- Task statement
What you submit must be an exact copy of the listing below, with no images in it.
══ Data extract ══
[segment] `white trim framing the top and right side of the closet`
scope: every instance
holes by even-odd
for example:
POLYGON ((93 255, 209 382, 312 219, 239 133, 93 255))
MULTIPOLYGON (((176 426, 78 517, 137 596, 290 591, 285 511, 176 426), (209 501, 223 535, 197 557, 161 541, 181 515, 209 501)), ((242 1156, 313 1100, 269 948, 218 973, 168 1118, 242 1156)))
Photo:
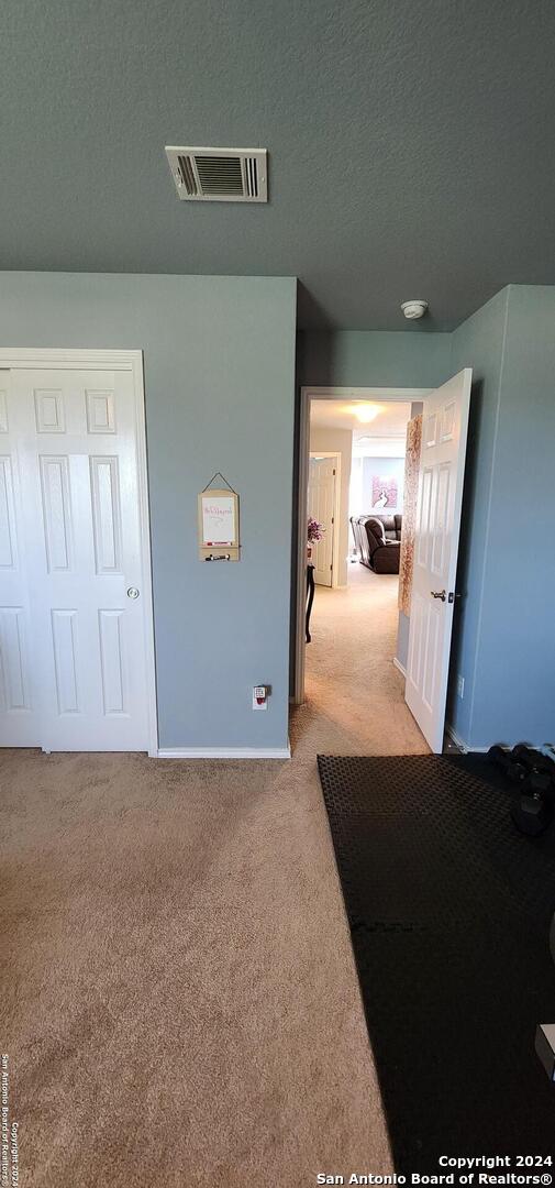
═══
- Solution for this problem
[segment] `white trim framing the top and right side of the closet`
scope: every instance
holes by even-odd
for example:
POLYGON ((93 255, 209 382, 312 219, 239 133, 93 255))
MULTIPOLYGON (((176 426, 78 517, 137 596, 290 591, 285 511, 176 426), (209 501, 223 535, 197 557, 161 541, 181 515, 209 501)), ((242 1156, 313 1100, 269 948, 218 973, 168 1118, 242 1156)))
Photo:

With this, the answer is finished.